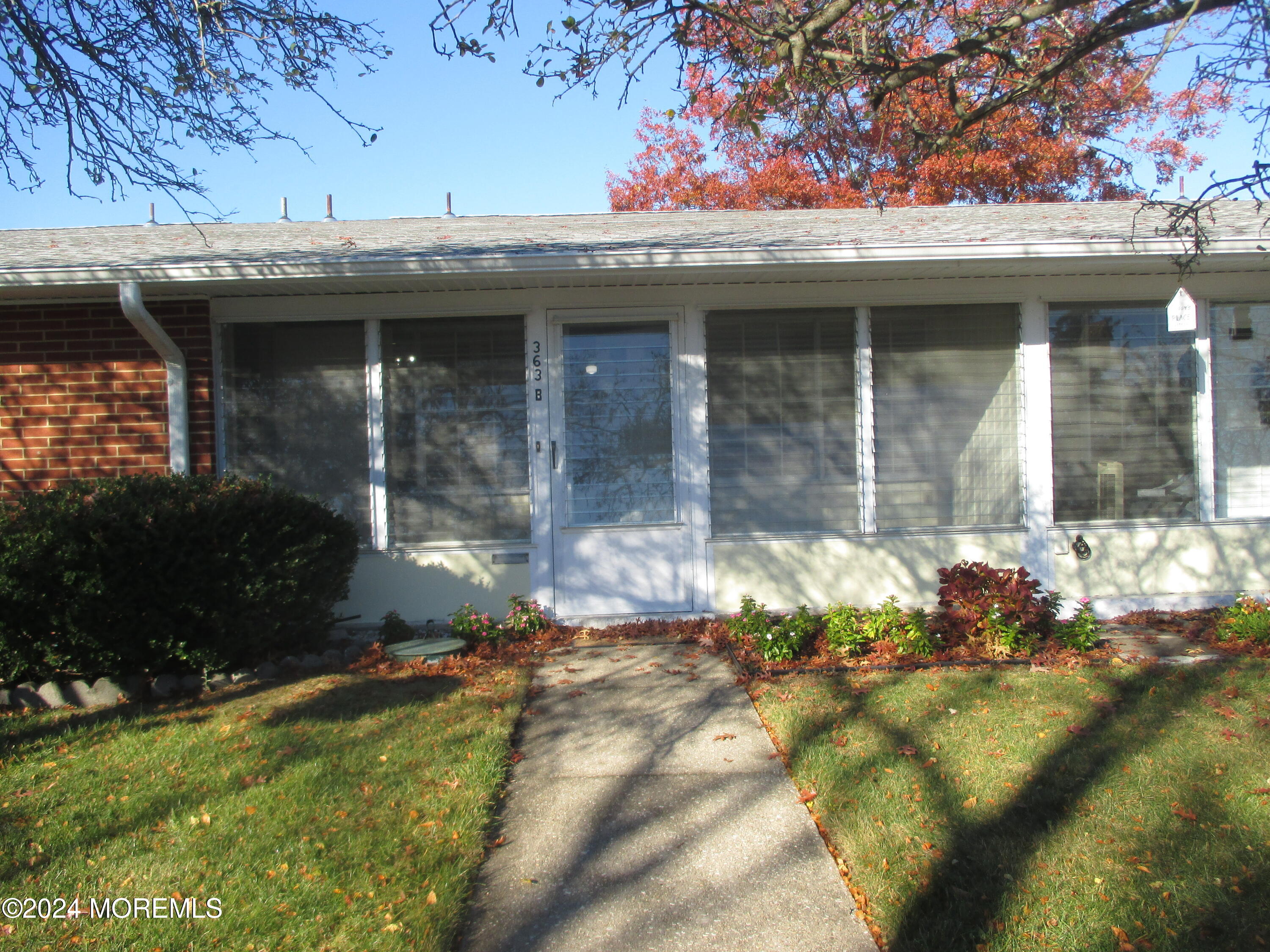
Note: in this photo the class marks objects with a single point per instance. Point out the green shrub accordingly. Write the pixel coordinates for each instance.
(166, 573)
(525, 619)
(1082, 630)
(751, 620)
(914, 636)
(845, 630)
(787, 638)
(1248, 620)
(465, 624)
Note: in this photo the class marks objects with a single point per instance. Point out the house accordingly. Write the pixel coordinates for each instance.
(657, 413)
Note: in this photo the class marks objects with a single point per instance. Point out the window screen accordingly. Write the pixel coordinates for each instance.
(1123, 405)
(1241, 404)
(455, 428)
(618, 424)
(295, 409)
(783, 422)
(947, 409)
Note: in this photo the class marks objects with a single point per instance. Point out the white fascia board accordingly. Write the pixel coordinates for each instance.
(616, 262)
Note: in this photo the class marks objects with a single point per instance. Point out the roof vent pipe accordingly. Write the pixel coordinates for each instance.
(178, 409)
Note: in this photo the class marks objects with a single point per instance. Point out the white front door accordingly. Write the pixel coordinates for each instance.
(621, 544)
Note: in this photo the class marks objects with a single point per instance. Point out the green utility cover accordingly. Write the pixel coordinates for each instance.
(430, 649)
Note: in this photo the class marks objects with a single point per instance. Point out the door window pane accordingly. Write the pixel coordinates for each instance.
(783, 422)
(1123, 413)
(1241, 398)
(456, 431)
(295, 408)
(618, 459)
(947, 409)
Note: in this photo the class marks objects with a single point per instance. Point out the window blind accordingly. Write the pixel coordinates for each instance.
(783, 421)
(1123, 413)
(295, 409)
(1241, 405)
(455, 431)
(947, 412)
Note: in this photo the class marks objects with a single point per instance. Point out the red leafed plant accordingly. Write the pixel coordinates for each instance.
(976, 597)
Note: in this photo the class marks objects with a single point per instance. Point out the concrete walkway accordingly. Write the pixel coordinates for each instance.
(649, 814)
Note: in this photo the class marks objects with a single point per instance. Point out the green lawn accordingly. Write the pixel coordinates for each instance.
(337, 813)
(1104, 809)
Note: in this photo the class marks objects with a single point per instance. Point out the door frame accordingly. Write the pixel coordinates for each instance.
(685, 470)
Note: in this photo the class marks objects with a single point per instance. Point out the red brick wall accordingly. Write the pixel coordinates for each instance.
(83, 394)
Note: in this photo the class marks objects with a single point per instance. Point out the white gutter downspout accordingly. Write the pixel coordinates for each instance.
(178, 410)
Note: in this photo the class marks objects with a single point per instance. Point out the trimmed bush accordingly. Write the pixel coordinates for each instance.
(166, 573)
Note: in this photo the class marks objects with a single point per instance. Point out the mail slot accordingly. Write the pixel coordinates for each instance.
(511, 559)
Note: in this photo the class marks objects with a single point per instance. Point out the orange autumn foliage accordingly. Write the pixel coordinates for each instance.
(834, 154)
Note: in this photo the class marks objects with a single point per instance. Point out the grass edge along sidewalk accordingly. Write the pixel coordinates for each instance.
(990, 810)
(345, 812)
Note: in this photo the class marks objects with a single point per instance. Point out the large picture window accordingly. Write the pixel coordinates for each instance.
(1241, 405)
(783, 421)
(947, 410)
(1123, 413)
(295, 409)
(456, 436)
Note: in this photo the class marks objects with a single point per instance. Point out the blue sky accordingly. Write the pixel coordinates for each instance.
(482, 131)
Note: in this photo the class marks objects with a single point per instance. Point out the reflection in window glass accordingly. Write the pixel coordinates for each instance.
(783, 422)
(1123, 413)
(295, 408)
(456, 431)
(618, 461)
(947, 410)
(1241, 395)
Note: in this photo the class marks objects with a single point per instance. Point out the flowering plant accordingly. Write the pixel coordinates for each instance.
(467, 624)
(525, 617)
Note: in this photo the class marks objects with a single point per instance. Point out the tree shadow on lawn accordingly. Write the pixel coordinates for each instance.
(986, 860)
(94, 823)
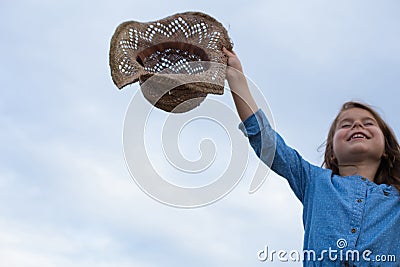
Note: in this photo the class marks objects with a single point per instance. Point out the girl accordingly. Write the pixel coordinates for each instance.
(351, 208)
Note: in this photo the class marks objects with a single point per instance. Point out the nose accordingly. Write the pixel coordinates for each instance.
(357, 124)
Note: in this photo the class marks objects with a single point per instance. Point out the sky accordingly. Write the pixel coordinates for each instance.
(66, 195)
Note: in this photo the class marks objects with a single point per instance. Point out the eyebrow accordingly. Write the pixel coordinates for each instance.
(349, 119)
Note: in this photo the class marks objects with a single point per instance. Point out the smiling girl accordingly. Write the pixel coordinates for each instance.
(354, 200)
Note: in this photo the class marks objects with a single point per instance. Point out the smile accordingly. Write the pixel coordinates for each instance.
(357, 136)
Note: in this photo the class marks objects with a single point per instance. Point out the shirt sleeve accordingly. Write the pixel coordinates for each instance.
(273, 151)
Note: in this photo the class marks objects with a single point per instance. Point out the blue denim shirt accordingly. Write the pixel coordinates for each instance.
(342, 216)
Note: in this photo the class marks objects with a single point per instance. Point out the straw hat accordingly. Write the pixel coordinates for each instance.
(177, 60)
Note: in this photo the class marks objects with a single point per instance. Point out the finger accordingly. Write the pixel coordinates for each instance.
(227, 52)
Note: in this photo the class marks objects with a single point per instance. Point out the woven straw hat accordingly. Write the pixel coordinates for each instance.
(182, 54)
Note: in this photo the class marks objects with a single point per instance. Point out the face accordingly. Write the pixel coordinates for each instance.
(358, 137)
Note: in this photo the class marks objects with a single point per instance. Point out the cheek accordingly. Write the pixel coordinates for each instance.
(337, 141)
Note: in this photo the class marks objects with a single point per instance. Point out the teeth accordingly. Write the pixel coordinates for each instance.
(358, 136)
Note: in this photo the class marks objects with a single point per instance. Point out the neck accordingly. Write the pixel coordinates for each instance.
(364, 169)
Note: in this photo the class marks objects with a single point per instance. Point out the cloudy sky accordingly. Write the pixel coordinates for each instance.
(67, 197)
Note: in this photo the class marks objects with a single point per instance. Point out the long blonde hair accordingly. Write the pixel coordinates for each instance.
(389, 169)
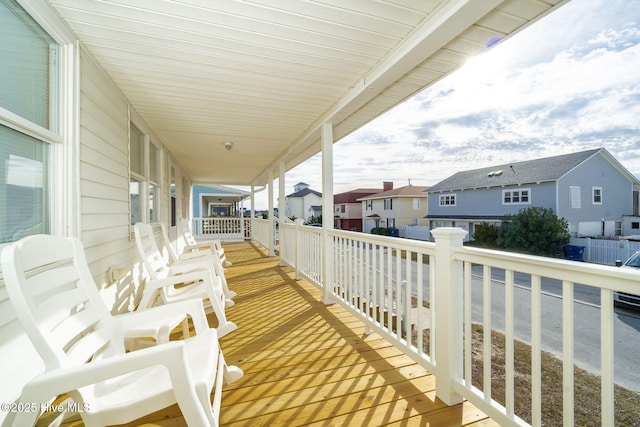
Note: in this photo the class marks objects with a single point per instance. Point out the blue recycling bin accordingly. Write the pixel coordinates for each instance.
(574, 252)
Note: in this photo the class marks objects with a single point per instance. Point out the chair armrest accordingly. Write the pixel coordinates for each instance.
(195, 255)
(188, 266)
(199, 246)
(158, 316)
(154, 285)
(172, 355)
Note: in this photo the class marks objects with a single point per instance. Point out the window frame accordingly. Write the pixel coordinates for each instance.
(448, 200)
(594, 196)
(63, 116)
(150, 190)
(519, 192)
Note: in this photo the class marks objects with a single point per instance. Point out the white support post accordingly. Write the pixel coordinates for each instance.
(252, 211)
(242, 232)
(449, 314)
(298, 239)
(271, 215)
(281, 209)
(327, 209)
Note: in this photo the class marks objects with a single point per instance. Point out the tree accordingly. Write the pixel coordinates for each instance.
(536, 230)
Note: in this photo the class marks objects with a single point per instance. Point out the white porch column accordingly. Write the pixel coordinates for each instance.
(252, 202)
(242, 233)
(272, 251)
(449, 317)
(281, 207)
(327, 208)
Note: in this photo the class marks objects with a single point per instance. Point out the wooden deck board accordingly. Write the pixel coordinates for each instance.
(307, 363)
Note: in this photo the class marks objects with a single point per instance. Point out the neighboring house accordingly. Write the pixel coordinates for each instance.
(299, 202)
(590, 189)
(348, 210)
(314, 211)
(217, 201)
(394, 208)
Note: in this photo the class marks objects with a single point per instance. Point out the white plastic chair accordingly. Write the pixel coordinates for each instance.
(191, 244)
(180, 281)
(82, 344)
(203, 255)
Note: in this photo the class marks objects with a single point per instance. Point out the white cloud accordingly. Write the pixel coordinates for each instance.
(567, 83)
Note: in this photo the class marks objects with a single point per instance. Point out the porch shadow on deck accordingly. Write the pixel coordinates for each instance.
(306, 363)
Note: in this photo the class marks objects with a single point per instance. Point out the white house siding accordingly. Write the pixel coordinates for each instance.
(104, 181)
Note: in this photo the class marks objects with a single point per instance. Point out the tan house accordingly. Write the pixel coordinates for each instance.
(394, 207)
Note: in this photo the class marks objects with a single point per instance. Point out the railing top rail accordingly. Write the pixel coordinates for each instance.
(603, 276)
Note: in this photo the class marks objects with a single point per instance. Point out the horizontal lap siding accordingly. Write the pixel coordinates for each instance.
(104, 182)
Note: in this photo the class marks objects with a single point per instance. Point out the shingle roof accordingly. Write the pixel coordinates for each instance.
(406, 191)
(530, 171)
(304, 192)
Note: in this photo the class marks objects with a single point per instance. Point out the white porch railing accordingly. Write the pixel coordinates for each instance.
(225, 229)
(418, 295)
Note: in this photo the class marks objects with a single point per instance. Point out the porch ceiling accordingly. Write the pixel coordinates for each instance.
(266, 74)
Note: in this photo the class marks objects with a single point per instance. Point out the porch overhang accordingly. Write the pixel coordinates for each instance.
(235, 89)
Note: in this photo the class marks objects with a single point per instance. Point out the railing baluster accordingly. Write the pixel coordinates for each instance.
(567, 354)
(486, 331)
(419, 291)
(468, 337)
(606, 349)
(536, 357)
(508, 342)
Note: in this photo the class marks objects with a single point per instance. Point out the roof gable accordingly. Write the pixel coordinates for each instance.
(546, 169)
(305, 192)
(406, 191)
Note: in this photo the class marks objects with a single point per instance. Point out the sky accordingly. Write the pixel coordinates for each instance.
(569, 82)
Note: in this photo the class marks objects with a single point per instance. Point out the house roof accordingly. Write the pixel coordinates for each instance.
(406, 191)
(268, 75)
(354, 196)
(304, 192)
(546, 169)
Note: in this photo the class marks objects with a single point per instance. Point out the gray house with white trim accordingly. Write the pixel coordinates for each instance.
(590, 189)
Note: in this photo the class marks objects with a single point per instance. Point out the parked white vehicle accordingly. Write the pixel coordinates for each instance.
(625, 299)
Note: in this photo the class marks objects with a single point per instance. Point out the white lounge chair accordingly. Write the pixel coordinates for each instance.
(191, 244)
(204, 255)
(180, 281)
(82, 344)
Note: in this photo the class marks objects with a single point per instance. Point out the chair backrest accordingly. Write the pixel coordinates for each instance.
(57, 301)
(154, 262)
(185, 230)
(167, 243)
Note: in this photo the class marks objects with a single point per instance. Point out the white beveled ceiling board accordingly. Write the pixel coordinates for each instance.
(266, 74)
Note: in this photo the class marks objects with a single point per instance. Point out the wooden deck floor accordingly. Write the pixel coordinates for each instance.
(310, 364)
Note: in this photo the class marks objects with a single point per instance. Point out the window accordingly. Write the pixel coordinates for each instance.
(447, 200)
(144, 177)
(23, 186)
(574, 197)
(172, 195)
(597, 195)
(154, 182)
(137, 173)
(29, 93)
(516, 197)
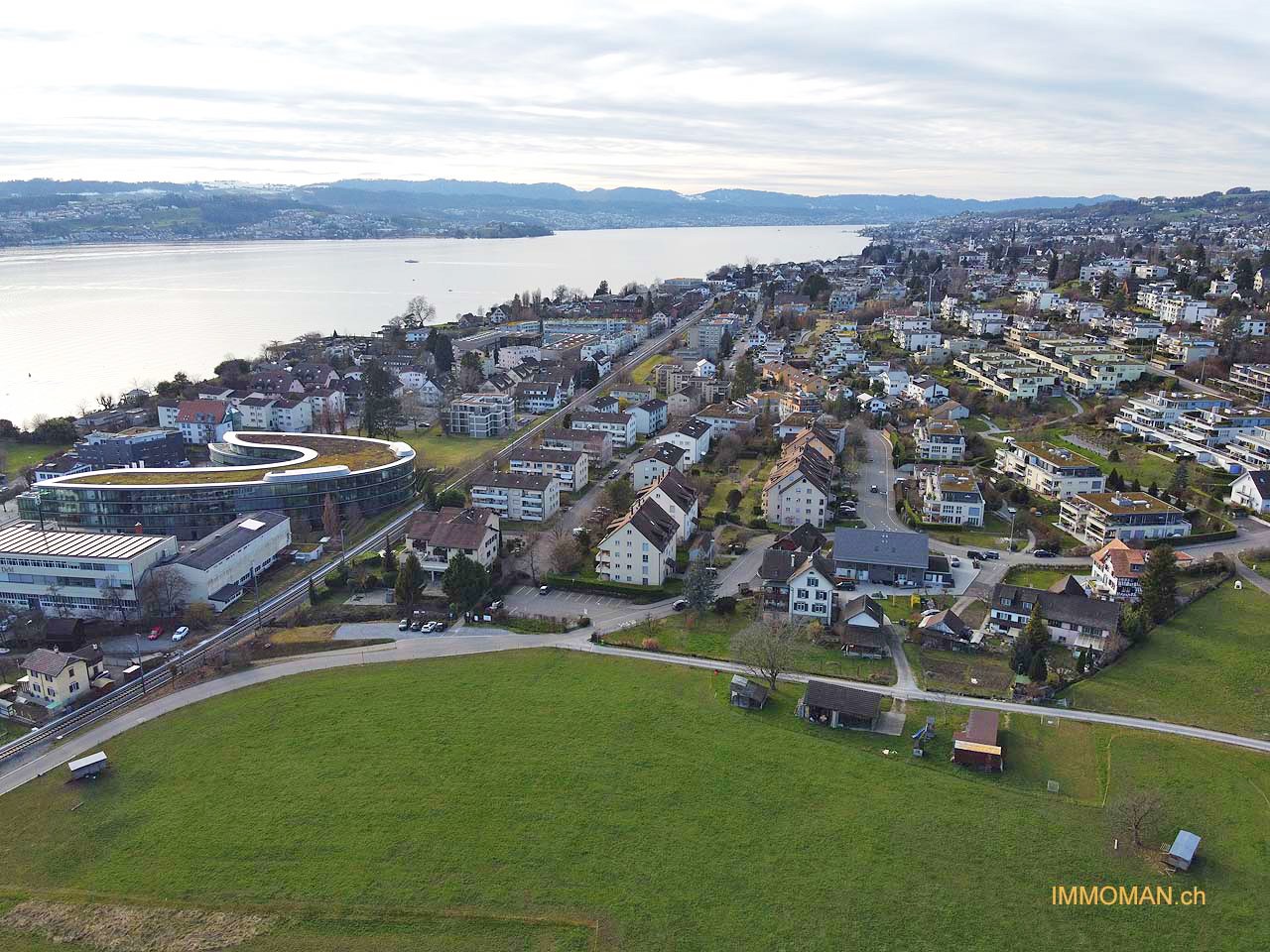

□ □ □ □

Directive: Tally the lines of the records that contain the string "porch", with case counting, and give only the number.

Solved exercise: 5